SUPPLIED PASSAGE |
begin
Segmentation: Creating a K Means function

Author

Madeline Sands

Published

June 2, 2024

In this post I will briefly expain K-means and attempt to to build my own k-means function used in clustering and segmentation.

1. Background on K Means and Clustering

K-means is a popular method in unsupervised machine learning used to clasify datapoints into distinct groups. K means partitions data points into some \(K\) number of distinct non-overlapping subsets or clusters that minimizes the variation within each cluster. It is typically used for its simplicity and efficiency in processing large data sets - it’s computational complexity is generally \(O(nkt)\), where \(n\) is the number of data points, \(k\) is the number of clusters, and \(t\) is the number of iterations. This makes k-means faster compared to other clustering algorithms like hierarchical clustering, especially as data size grows.
end
SOURCE EXCERPT |
begin
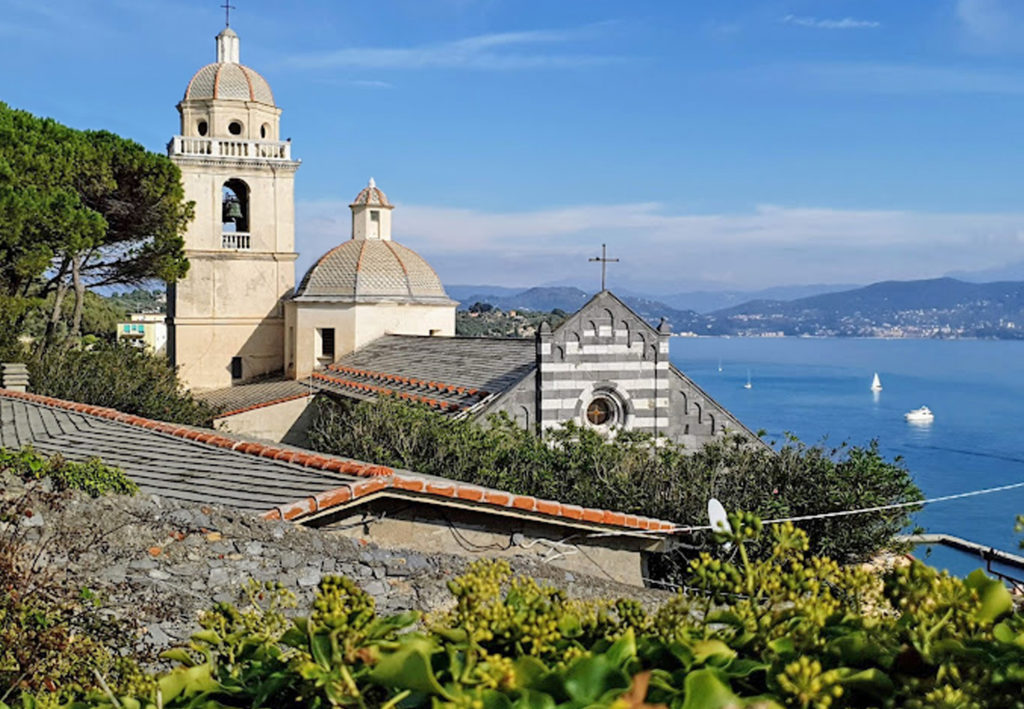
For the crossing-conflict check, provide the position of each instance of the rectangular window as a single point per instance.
(327, 343)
end
EXERCISE SET |
1. In the k-means post, which other clustering algorithm is k-means said to be faster than?
2. Repeat the stretch of the k-means post from "June 2, 2024" through "data size grows.".
3. Do these statements agree with the k-means post? Answer yes or no for each, quoting the words that decide it. (a) K-means is a method in supervised machine learning. (b) K-means divides data points into clusters that do not overlap. (c) The post was published on June 2, 2024.
The material has nothing to do with the k-means post.

SOLUTIONS |
1. Hierarchical clustering.

2.
June 2, 2024

In this post I will briefly expain K-means and attempt to to build my own k-means function used in clustering and segmentation.

1. Background on K Means and Clustering

K-means is a popular method in unsupervised machine learning used to clasify datapoints into distinct groups. K means partitions data points into some \(K\) number of distinct non-overlapping subsets or clusters that minimizes the variation within each cluster. It is typically used for its simplicity and efficiency in processing large data sets - it’s computational complexity is generally \(O(nkt)\), where \(n\) is the number of data points, \(k\) is the number of clusters, and \(t\) is the number of iterations. This makes k-means faster compared to other clustering algorithms like hierarchical clustering, especially as data size grows.

3.
(a) No: "K-means is a popular method in unsupervised machine learning"
(b) Yes: "distinct non-overlapping subsets or clusters"
(c) Yes: "June 2, 2024"